[start of Raw records]

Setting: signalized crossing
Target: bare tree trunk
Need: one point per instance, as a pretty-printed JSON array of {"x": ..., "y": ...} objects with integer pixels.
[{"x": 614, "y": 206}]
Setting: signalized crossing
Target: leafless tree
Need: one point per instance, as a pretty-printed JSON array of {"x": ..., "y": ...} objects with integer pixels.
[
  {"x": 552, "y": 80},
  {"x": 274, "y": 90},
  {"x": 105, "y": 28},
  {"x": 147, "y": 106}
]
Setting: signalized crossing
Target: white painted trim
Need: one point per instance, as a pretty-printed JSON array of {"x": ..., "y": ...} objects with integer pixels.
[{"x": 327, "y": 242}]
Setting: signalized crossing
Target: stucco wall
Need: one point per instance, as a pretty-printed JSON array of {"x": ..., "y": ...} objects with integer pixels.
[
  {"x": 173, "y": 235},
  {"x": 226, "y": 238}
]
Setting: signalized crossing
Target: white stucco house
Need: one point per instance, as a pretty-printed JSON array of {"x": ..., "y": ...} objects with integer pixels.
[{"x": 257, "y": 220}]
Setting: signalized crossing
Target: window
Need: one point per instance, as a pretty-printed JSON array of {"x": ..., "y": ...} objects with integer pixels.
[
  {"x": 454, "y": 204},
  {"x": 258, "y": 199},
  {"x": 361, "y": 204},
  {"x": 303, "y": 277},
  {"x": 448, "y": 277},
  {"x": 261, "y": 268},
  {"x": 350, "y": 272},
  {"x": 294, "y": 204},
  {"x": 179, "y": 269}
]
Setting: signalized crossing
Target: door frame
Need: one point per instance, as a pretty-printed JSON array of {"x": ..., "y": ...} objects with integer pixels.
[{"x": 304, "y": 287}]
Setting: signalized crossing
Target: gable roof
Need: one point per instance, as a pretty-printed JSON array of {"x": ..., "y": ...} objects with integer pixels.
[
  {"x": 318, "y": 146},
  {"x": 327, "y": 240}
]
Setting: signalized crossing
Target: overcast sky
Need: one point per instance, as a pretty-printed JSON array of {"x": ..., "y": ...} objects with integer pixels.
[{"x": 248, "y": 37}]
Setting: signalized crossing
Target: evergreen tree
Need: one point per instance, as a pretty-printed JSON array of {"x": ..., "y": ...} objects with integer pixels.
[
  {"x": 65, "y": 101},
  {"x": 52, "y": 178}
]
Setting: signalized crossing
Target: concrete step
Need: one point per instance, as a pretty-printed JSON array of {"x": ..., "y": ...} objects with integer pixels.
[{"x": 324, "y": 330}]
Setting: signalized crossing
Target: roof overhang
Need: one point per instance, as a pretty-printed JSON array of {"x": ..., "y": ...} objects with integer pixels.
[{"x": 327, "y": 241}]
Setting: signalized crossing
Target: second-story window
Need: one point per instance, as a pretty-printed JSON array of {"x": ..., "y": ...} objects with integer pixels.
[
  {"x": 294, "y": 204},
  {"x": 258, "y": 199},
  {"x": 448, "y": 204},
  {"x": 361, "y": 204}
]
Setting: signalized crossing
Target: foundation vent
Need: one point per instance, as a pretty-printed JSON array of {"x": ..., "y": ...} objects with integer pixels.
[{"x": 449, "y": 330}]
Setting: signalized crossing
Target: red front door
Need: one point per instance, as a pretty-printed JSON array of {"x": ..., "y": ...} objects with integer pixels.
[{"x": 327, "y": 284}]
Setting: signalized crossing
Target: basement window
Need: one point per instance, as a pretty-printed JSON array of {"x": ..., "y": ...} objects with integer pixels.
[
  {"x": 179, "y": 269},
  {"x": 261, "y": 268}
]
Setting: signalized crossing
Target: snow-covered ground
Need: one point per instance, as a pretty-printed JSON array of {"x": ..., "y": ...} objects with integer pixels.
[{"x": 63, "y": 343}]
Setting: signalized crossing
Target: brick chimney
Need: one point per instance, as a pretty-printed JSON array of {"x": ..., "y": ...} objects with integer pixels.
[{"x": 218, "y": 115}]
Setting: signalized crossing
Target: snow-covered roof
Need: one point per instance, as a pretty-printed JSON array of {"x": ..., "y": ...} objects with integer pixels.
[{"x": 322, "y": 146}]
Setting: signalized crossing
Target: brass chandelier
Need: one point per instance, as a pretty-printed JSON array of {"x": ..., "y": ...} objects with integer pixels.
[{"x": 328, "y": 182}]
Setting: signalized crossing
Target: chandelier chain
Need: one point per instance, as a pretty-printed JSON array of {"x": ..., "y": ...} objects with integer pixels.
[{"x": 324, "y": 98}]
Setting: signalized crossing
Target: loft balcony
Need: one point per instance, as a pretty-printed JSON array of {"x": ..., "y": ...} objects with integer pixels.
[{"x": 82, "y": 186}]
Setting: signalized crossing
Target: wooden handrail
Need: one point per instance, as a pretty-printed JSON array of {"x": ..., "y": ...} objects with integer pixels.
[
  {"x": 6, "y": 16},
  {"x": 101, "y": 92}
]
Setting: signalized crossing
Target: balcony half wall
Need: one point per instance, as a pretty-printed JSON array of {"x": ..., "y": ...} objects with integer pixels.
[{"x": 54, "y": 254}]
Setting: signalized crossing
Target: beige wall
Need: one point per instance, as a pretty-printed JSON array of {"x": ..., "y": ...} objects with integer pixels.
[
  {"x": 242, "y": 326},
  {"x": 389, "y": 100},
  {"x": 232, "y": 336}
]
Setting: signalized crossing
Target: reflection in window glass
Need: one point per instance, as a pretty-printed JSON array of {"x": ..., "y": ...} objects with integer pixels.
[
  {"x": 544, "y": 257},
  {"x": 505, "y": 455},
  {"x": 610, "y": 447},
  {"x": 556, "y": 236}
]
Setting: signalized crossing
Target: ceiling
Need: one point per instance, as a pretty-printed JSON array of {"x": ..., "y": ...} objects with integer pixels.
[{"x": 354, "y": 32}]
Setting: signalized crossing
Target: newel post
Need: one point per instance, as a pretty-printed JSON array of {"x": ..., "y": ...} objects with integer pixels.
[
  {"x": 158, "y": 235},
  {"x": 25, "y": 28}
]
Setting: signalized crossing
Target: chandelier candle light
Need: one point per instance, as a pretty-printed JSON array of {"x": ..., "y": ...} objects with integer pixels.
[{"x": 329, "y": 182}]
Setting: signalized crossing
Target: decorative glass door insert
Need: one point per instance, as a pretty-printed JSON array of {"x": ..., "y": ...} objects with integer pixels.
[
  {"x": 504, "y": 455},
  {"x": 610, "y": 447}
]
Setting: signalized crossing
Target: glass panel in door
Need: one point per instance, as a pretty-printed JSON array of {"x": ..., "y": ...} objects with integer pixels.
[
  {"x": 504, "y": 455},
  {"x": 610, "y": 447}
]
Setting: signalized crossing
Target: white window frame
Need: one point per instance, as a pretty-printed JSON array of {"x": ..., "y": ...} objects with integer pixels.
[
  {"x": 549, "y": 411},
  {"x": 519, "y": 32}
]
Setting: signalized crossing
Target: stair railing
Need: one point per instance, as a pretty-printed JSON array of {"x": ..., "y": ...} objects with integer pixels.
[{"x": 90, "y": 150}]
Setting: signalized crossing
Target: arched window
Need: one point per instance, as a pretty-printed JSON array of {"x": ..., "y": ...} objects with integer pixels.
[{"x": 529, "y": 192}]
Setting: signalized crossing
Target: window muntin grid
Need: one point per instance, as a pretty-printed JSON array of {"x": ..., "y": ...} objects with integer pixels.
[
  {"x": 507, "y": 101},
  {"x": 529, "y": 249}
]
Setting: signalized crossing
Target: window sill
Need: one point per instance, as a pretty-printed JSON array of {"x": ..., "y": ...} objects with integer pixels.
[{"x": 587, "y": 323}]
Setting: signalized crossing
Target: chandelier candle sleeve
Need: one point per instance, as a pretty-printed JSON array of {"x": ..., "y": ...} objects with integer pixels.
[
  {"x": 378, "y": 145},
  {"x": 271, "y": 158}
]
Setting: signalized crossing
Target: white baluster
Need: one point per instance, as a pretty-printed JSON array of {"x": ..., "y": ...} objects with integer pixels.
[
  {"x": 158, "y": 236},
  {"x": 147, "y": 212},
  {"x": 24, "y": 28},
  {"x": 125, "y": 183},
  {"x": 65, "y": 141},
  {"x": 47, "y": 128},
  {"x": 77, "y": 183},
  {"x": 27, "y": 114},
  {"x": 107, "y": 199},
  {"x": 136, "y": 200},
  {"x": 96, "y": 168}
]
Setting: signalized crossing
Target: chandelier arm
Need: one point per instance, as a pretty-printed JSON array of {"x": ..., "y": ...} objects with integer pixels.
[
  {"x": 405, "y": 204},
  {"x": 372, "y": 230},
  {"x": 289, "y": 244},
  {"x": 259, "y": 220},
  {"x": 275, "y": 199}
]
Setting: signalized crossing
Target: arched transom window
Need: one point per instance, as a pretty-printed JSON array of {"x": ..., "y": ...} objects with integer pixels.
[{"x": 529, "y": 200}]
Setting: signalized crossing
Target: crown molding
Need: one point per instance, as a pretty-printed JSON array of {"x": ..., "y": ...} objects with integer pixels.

[end of Raw records]

(Exercise brief): Pull out every line of the items above that contains the string "snow", and treat uppercase and lowercase as different.

(Task response):
Target: snow-covered ground
Target: snow-covered roof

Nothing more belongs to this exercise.